--- start of Passage to read ---

The Double Life of Henry Phyfe is a 17-episode American sitcom broadcast on ABC from January 13 to September 1, 1966, and starring Red Buttons.

Plot
Henry Phyfe (Buttons) was a mild-mannered accountant, until circumstances forced the American Counter Intelligence Service (CIS) to recruit him to impersonate a foreign agent named U-31, who had been killed in an automobile accident. The agent looked just like Phyfe, but the two men's personalities were drastically different. That severe contrast laid the groundwork for many of the episodes.

Phyfe's girlfriend, Judy Kimball, her mother Florence and his boss at the accounting firm, Mr. Hamble, were all unaware of Henry's secret life, with Gerald Hannahan, the regional director of the agency the lone person to know the secret. The characters of the girlfriend and mother-in-law were phased out halfway through the abbreviated run.

A recurring plot line was that U-31 had a wide range of skills (golf, samurai sword fighting, etc) which Phyfe would attempt to learn (generally unsuccessfully) just before his mission.

Cast
 Red Buttons as Henry Phyfe
 Fred Clark as Gerald B. Hannahan
 Zeme North as Judy Kimball
 Marge Redmond as Mrs. Florence Kimball
 Parley Baer as Mr. Hamble

Episodes

Overview
Actor Peter Bonerz (The Bob Newhart Show) had auditioned for the role of Henry Phyfe before Red Buttons was selected.

--- end of Passage to read ---
--- start of Material to process ---

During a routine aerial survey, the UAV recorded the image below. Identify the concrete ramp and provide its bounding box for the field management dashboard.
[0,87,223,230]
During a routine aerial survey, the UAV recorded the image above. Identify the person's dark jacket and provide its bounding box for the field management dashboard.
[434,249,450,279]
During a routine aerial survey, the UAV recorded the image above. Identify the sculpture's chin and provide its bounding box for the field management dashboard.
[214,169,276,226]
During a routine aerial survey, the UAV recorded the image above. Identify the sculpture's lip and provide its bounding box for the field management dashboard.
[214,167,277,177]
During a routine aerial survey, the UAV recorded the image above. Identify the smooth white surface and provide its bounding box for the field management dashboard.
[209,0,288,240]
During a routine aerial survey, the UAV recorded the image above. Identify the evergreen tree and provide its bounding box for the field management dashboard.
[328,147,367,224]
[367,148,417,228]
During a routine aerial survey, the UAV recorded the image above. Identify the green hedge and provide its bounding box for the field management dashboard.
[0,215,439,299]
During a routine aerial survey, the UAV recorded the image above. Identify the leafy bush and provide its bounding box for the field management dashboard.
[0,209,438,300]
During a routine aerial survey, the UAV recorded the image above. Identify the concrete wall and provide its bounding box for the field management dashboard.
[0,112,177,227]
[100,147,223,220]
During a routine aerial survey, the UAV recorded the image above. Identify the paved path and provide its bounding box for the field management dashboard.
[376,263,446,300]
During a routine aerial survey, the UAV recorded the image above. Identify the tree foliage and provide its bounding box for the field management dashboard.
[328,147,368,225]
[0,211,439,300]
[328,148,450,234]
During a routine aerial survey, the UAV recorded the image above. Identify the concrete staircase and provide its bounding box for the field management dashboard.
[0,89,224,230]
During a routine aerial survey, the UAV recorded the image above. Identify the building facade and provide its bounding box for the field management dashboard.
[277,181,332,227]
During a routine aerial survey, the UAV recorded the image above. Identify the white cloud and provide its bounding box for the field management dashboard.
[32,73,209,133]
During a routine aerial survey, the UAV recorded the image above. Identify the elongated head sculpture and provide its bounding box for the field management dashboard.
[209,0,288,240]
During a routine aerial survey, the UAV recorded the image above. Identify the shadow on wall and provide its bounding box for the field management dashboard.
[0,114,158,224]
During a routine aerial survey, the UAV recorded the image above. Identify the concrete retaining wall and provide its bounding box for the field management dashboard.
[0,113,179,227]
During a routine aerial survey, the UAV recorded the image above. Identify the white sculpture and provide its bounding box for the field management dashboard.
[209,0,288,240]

--- end of Material to process ---
--- start of Material to process ---

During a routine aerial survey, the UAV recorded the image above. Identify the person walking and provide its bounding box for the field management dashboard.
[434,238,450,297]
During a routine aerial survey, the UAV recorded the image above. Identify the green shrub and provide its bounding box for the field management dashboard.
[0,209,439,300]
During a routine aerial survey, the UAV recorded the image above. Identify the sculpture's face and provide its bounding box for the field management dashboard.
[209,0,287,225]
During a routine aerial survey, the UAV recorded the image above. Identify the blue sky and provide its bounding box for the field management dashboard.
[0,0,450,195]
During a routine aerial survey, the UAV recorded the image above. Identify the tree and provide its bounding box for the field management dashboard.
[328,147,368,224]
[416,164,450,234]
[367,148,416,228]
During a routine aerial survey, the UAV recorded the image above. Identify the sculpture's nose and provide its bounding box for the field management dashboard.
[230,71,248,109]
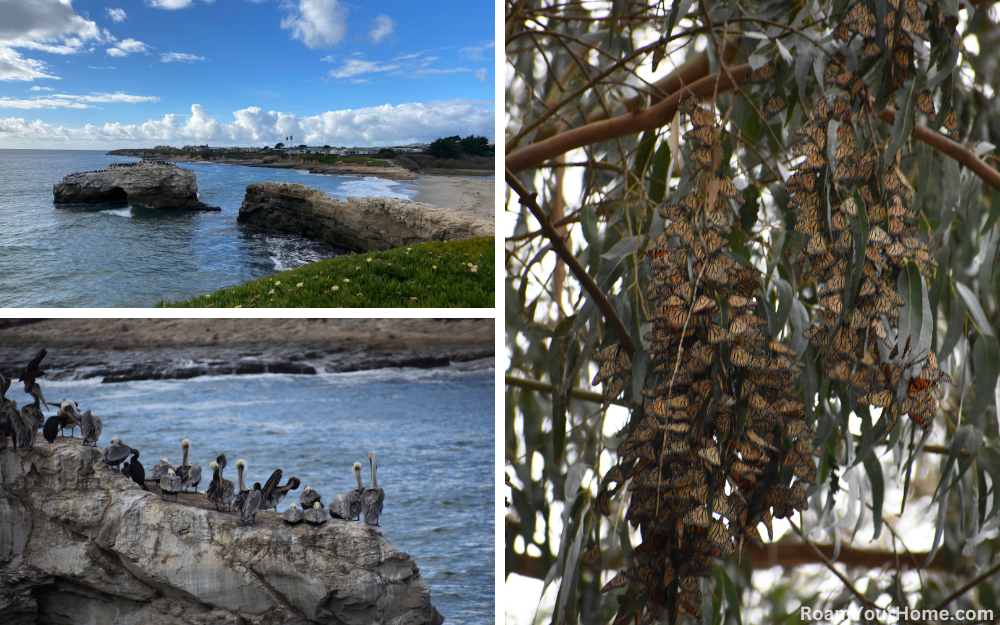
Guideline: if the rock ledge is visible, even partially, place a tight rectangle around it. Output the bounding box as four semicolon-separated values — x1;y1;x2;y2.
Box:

--- end of Material to process ---
--- start of Material to process ---

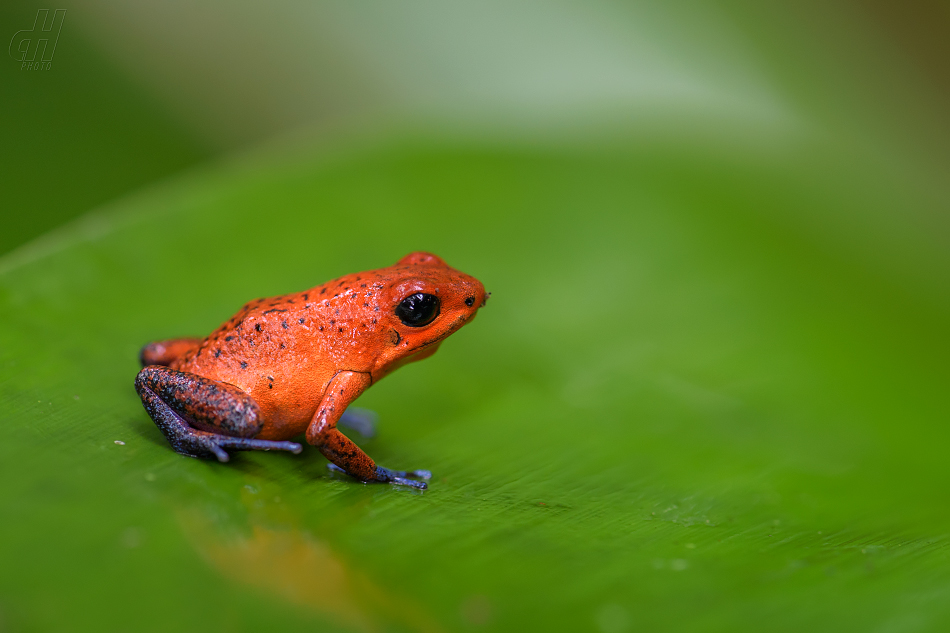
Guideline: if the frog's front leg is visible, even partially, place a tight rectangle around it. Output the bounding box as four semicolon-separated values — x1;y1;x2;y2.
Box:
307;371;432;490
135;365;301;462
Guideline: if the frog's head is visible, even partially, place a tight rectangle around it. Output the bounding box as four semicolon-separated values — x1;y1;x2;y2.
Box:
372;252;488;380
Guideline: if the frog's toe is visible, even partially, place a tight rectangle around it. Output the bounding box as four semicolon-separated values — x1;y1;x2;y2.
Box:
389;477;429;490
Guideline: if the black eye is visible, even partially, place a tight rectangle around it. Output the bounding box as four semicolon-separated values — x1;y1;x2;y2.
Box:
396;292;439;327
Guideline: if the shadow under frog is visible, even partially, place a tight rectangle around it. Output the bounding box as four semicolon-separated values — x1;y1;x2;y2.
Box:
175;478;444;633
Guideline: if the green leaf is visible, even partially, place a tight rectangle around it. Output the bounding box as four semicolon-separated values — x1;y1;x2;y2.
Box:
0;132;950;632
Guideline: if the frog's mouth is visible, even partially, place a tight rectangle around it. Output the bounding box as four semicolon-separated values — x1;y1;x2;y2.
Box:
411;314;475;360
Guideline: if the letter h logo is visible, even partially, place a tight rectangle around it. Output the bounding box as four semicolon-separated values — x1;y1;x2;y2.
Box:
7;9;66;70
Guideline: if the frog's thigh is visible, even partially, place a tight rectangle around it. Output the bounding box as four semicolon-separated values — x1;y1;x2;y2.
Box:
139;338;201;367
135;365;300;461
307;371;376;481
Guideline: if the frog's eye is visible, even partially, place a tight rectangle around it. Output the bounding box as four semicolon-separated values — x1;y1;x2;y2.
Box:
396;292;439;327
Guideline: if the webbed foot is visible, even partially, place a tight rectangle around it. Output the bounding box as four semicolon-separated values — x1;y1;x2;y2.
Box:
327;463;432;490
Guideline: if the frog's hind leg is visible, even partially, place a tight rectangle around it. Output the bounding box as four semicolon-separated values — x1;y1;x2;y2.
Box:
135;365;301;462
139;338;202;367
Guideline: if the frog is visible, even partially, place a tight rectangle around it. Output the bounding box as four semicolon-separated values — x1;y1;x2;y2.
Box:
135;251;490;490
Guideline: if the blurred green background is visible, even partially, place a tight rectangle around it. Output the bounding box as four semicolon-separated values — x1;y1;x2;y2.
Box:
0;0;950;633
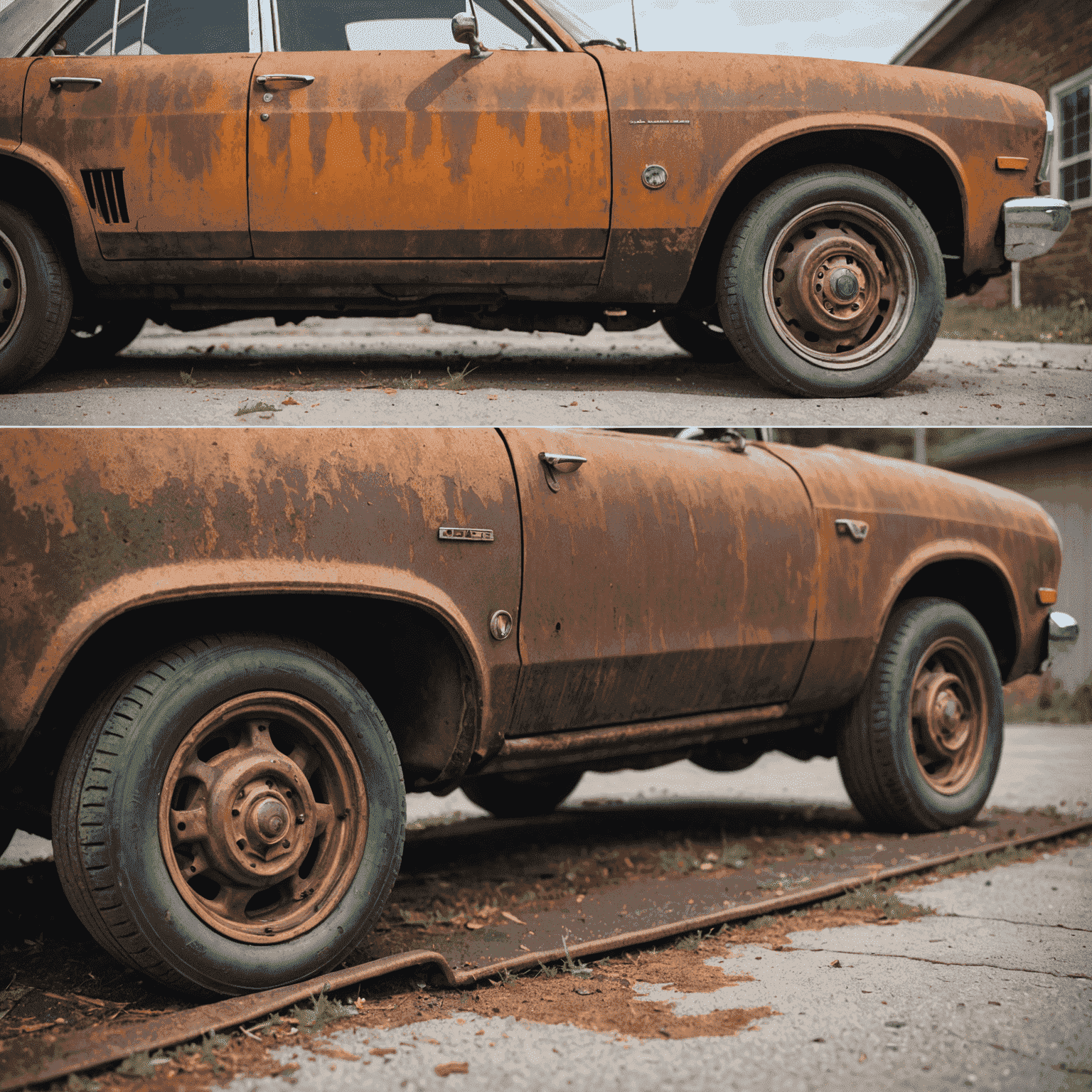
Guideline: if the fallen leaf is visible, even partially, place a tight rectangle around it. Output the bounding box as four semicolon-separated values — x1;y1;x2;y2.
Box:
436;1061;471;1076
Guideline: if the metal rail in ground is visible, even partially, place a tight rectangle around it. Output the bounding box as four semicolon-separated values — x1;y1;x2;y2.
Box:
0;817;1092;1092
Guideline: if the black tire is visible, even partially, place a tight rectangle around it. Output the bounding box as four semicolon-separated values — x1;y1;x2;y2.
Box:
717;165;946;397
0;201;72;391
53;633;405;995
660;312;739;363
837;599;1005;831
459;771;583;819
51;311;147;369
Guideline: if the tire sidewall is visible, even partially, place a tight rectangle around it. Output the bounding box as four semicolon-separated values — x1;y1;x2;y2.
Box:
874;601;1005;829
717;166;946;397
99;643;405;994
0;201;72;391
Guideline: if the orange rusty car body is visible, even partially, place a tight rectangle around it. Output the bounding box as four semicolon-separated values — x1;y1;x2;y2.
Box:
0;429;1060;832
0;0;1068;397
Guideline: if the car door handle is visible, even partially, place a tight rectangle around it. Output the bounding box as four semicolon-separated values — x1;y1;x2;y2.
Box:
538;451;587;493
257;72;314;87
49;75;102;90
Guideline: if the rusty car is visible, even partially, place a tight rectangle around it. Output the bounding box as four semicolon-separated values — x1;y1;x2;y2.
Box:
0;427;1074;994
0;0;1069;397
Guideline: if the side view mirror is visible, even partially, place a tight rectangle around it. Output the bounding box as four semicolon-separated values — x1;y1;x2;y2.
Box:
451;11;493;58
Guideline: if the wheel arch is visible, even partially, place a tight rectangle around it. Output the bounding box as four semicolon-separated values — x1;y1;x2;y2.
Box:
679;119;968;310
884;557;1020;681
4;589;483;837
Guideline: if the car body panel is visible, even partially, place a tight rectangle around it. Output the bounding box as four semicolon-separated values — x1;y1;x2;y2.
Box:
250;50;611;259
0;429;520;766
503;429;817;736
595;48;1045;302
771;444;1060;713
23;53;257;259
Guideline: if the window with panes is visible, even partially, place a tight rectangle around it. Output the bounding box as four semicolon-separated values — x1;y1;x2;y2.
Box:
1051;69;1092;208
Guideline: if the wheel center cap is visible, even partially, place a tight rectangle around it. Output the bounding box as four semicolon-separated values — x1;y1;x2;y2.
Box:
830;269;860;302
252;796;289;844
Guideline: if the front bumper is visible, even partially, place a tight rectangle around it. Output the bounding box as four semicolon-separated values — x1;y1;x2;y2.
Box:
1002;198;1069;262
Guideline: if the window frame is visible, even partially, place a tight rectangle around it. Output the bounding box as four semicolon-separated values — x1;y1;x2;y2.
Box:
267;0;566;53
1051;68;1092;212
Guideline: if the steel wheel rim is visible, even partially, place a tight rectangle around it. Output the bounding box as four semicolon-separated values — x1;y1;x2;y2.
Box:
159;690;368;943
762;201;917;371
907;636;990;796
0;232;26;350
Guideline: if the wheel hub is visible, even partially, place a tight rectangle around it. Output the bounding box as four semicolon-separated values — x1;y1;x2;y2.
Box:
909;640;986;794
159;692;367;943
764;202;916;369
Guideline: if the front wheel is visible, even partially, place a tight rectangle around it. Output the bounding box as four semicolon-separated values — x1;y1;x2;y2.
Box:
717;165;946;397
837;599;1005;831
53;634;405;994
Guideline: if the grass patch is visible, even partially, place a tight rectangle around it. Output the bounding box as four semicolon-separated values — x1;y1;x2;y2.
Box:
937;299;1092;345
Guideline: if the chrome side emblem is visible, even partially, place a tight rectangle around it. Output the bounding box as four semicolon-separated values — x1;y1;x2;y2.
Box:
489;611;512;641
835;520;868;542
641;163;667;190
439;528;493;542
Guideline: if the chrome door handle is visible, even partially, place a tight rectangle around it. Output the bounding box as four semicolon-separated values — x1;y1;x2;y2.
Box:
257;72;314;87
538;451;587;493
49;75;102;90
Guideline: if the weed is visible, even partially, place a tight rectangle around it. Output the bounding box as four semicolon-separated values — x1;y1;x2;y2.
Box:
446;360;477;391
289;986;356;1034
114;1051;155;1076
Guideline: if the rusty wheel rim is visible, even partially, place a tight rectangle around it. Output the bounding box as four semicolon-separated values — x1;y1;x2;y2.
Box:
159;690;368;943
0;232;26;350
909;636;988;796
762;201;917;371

--- end of Material to process ---

* Given request 1:
Reproduce the passage from the text on the sitcom word for word, beginning at the words "The Double Life" and stopping after the words "of the episodes.".
* Given request 2:
In the records, transcribe the lines starting with the line that contains "Guideline: if the wheel center" and ending after the line that contains "1051;68;1092;212", including both of those lines.

* Reply 1:
The Double Life of Henry Phyfe is a 17-episode American sitcom broadcast on ABC from January 13 to September 1, 1966, and starring Red Buttons.

Plot
Henry Phyfe (Buttons) was a mild-mannered accountant, until circumstances forced the American Counter Intelligence Service (CIS) to recruit him to impersonate a foreign agent named U-31, who had been killed in an automobile accident. The agent looked just like Phyfe, but the two men's personalities were drastically different. That severe contrast laid the groundwork for many of the episodes.

* Reply 2:
Guideline: if the wheel center cap is visible, even partially, place a tight rectangle around it. Output the bounding box as four semicolon-separated values — x1;y1;x2;y2.
Box:
830;269;860;302
252;796;289;844
Guideline: if the front bumper is visible, even partially, place a tight rectangle around it. Output the bounding box as four semicolon-separated values — x1;y1;x2;y2.
Box:
1002;198;1069;262
Guideline: if the window frame is visible, even partially, place a tight rectangle around it. Output the bounding box as four semicolon-separated values — x1;y1;x2;y2.
Box:
267;0;566;53
1051;68;1092;212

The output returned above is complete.